> **The problem**: Leave no picture in, and give every entry again exactly.

........

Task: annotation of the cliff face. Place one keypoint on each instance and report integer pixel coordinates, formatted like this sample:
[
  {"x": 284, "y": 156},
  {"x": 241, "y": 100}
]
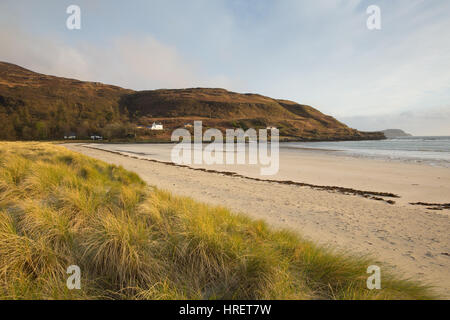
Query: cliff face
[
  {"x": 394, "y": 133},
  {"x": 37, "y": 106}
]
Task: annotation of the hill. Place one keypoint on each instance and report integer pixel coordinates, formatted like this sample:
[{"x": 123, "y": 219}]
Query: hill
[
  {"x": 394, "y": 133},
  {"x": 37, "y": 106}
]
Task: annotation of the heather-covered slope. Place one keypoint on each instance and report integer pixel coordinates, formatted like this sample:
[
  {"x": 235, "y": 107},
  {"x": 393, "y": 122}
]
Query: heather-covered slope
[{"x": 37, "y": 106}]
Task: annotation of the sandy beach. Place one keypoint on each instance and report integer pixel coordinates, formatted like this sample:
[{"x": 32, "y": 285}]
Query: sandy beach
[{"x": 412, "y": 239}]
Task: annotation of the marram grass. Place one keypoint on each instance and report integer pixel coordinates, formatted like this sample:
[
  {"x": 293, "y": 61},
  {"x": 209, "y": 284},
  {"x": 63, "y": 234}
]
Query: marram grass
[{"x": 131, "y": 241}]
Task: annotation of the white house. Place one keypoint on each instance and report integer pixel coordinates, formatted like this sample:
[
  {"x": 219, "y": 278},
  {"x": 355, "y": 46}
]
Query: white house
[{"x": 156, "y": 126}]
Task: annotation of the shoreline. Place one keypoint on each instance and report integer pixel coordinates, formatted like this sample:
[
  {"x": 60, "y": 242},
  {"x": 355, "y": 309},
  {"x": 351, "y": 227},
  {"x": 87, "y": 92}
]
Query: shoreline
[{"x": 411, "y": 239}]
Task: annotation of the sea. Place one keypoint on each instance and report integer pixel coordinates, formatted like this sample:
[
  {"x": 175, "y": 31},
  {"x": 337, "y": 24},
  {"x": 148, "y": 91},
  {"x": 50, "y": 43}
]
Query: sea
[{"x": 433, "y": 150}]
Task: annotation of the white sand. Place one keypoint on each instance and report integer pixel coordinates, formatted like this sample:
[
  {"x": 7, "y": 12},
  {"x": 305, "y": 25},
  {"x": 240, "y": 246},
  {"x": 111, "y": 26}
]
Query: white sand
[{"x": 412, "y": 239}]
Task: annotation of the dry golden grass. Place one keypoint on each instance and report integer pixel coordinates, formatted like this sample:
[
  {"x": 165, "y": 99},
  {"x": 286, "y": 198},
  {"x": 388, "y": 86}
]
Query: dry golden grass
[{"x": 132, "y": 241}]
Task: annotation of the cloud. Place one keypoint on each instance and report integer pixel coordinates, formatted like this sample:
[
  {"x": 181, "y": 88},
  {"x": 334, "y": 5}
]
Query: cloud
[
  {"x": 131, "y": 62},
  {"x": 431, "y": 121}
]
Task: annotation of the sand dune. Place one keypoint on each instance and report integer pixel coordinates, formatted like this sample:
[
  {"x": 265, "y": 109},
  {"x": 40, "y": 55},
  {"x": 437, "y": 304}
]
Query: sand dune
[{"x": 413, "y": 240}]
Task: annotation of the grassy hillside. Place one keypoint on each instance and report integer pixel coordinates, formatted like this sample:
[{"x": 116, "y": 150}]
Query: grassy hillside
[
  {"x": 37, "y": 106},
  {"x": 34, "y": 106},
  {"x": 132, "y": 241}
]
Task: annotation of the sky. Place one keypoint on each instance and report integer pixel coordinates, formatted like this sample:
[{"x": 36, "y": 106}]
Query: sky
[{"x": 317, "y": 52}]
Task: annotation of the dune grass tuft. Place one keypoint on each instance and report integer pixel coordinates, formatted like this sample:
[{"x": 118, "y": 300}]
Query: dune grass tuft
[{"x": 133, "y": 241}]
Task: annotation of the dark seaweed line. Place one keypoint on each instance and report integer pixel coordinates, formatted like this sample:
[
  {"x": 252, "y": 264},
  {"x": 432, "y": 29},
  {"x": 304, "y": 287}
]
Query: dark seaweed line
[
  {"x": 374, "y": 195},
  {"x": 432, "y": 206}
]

........

> **Completed exercise**:
Task: annotation of the cliff face. Place one keypoint on each instance and report integer pixel coordinates, formatted like this sample:
[
  {"x": 284, "y": 156},
  {"x": 241, "y": 100}
]
Query: cliff face
[
  {"x": 394, "y": 133},
  {"x": 37, "y": 106}
]
Task: annotation of the hill. Place one keypoint on each instance and report integer pixel coordinates, formatted like this sample:
[{"x": 123, "y": 219}]
Query: hill
[
  {"x": 394, "y": 133},
  {"x": 37, "y": 106}
]
Task: annotation of the heather-covered slope. Place one keypoint on each instance and report integer pixel coordinates, formatted like this sample:
[
  {"x": 235, "y": 107},
  {"x": 393, "y": 122}
]
Query: heather-covered slope
[{"x": 37, "y": 106}]
Task: annotation of the sandy beach. Place one keypoint on each instance and report integer pixel coordinates, formatted like this sample:
[{"x": 32, "y": 285}]
Query: sandy beach
[{"x": 412, "y": 239}]
Task: annotation of the marram grass. Place one keypoint on each instance and report integer pixel coordinates, formatted like this sample:
[
  {"x": 293, "y": 61},
  {"x": 209, "y": 284},
  {"x": 63, "y": 234}
]
Query: marram grass
[{"x": 131, "y": 241}]
Task: annotation of the white house. Place one keypoint on each instance and report integer pixel coordinates, formatted like this sample:
[
  {"x": 219, "y": 278},
  {"x": 355, "y": 46}
]
Query: white house
[{"x": 156, "y": 126}]
Task: annotation of the shoreline. Place one keypoint on each instance and report integer pixel coordinates, formatted like this sample:
[
  {"x": 60, "y": 242},
  {"x": 355, "y": 309},
  {"x": 351, "y": 227},
  {"x": 87, "y": 92}
]
Query: shoreline
[{"x": 411, "y": 239}]
Task: annotation of the sea. Place one keypoint on each instance and report integer pixel coordinates, formatted like this sample:
[
  {"x": 175, "y": 31},
  {"x": 337, "y": 24},
  {"x": 148, "y": 91},
  {"x": 50, "y": 43}
]
Query: sea
[{"x": 433, "y": 150}]
Task: annotation of the white sand. Place one keypoint on each instance and report integer pixel coordinates, formatted like this sample:
[
  {"x": 7, "y": 12},
  {"x": 305, "y": 25},
  {"x": 240, "y": 246},
  {"x": 111, "y": 26}
]
Query: white sand
[{"x": 412, "y": 239}]
Task: annotation of the dry golden grass. Place one keypoint on each instance and report integer pixel coordinates, formatted like this sample:
[
  {"x": 165, "y": 99},
  {"x": 286, "y": 198},
  {"x": 388, "y": 86}
]
Query: dry golden grass
[{"x": 132, "y": 241}]
Task: annotation of the cloud. Place one keypoint on each instance and report integer pixel coordinates, formatted like this sample:
[
  {"x": 181, "y": 88},
  {"x": 334, "y": 5}
]
Query: cloud
[
  {"x": 131, "y": 62},
  {"x": 431, "y": 121}
]
Task: annotation of the sand dune. Place one keypoint on each instance and report integer pixel coordinates, formatted like this sample:
[
  {"x": 265, "y": 109},
  {"x": 40, "y": 55},
  {"x": 437, "y": 304}
]
Query: sand dune
[{"x": 413, "y": 240}]
Task: annotation of the grassy hillside. Place one keypoint on each instance and report integer pixel coordinates, formatted like this sample:
[{"x": 116, "y": 150}]
Query: grassy hillside
[
  {"x": 37, "y": 106},
  {"x": 34, "y": 106},
  {"x": 132, "y": 241}
]
Task: annotation of the sky. Place one keypoint on each instance and report integer pixel coordinates, formatted like this sample:
[{"x": 36, "y": 106}]
Query: sky
[{"x": 317, "y": 52}]
Task: annotation of the dune grass tuft. Place one keypoint on each instance and report integer pixel coordinates, formatted like this sample:
[{"x": 118, "y": 300}]
Query: dune grass tuft
[{"x": 133, "y": 241}]
Task: annotation of the dark seaweed line. Place one keypoint on each instance and report integer pixel coordinates, formatted like this sample:
[
  {"x": 252, "y": 264},
  {"x": 432, "y": 29},
  {"x": 304, "y": 287}
]
Query: dark seaweed line
[
  {"x": 374, "y": 195},
  {"x": 432, "y": 206}
]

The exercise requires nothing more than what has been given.